CONSIGNE -
Rédigez la suite du texte sur le concert virtuel pour deux pianos, en partant de sa dernière phrase.

TEXTE FOURNI -
Au programme de ce concert virtuel diffusé sur YouTube et Facebook Live, les deux artistes ont interprété Andante Sostenuto, une œuvre de Denis Gougeon (2013) et le 1er mouvement Serein et méditatif de la Sonate pour piano no. 3, op 67 du compositeur libanais Bechara El-Khoury (2005).

« Le répertoire pour deux pianos, (réservé) à la réduction d’œuvres orchestrales (…) pour les répétitions, s’est développée à la demande des pianistes qui en appréciaient l’étendue des possibilités », précisait Walter Boudreau, directeur artistique de la SMCQ en annonçant le concert.

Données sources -

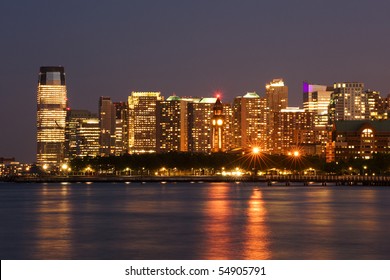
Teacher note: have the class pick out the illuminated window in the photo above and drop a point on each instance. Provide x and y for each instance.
(367, 133)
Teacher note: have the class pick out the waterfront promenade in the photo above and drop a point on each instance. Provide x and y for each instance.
(305, 180)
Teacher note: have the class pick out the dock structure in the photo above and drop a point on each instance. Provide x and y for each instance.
(270, 180)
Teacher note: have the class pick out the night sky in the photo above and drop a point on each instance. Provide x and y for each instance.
(191, 48)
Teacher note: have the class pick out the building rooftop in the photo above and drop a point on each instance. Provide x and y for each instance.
(251, 95)
(380, 125)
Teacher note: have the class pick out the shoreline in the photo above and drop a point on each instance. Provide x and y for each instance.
(269, 179)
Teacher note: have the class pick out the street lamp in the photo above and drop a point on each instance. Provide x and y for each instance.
(255, 153)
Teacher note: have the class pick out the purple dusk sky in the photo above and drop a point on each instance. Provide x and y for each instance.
(191, 48)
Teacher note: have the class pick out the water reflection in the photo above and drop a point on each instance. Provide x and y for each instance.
(53, 229)
(193, 221)
(234, 225)
(256, 243)
(218, 242)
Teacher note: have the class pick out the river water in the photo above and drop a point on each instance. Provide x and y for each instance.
(193, 221)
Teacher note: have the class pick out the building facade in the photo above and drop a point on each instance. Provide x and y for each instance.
(142, 127)
(293, 128)
(51, 116)
(200, 113)
(75, 118)
(348, 102)
(360, 139)
(250, 116)
(218, 123)
(107, 114)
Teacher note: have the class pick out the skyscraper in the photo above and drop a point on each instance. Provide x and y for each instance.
(75, 119)
(316, 99)
(143, 121)
(171, 124)
(348, 102)
(293, 127)
(107, 115)
(199, 125)
(51, 115)
(276, 94)
(250, 121)
(121, 128)
(218, 128)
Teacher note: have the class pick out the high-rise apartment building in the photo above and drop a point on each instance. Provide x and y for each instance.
(121, 128)
(74, 119)
(348, 102)
(51, 115)
(107, 114)
(199, 124)
(88, 137)
(171, 124)
(276, 94)
(218, 128)
(293, 127)
(316, 99)
(143, 121)
(375, 105)
(250, 122)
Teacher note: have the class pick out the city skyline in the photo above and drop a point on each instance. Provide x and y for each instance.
(190, 48)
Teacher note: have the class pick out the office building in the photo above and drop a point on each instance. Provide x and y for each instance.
(348, 102)
(200, 113)
(73, 120)
(316, 99)
(121, 128)
(142, 114)
(218, 128)
(51, 115)
(250, 122)
(88, 135)
(360, 139)
(293, 128)
(107, 114)
(171, 124)
(276, 93)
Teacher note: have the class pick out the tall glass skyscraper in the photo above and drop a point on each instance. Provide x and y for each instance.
(51, 116)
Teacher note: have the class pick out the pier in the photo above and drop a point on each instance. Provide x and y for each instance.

RÉSULTAT PRODUIT -
Première œuvre du concert, Bechara El-Khoury a composé la Sonate pour piano no 3 «Jésus, l’enfant du soleil» pour piano solo. Or les pianistes se sont répartis différentes sections afin de créer un dialogue, « un échange d’états d’âmes », explique Brigitte Poulin, en hommage aux victimes de la récente explosion de Beyrouth. Une composition ciselée où chaque note, comme autant de victimes, voudrait se faire entendre, voire faire revivre l’univers de chacun.

Cette œuvre interprétée ainsi instaurait peu à peu l’aspect universel et poétique, empreint d’une recherche de paix et de luminosité avec une mélodie qui se brise par instants, mais nous laisse cette douceur étrange qui cache une réelle et telle douleur qu’elle ne veut, ne peut, plus rien dire. A-t-on encore assez de larmes devant l’injustice d’une telle catastrophe ? Un magnifique moment d’émotions.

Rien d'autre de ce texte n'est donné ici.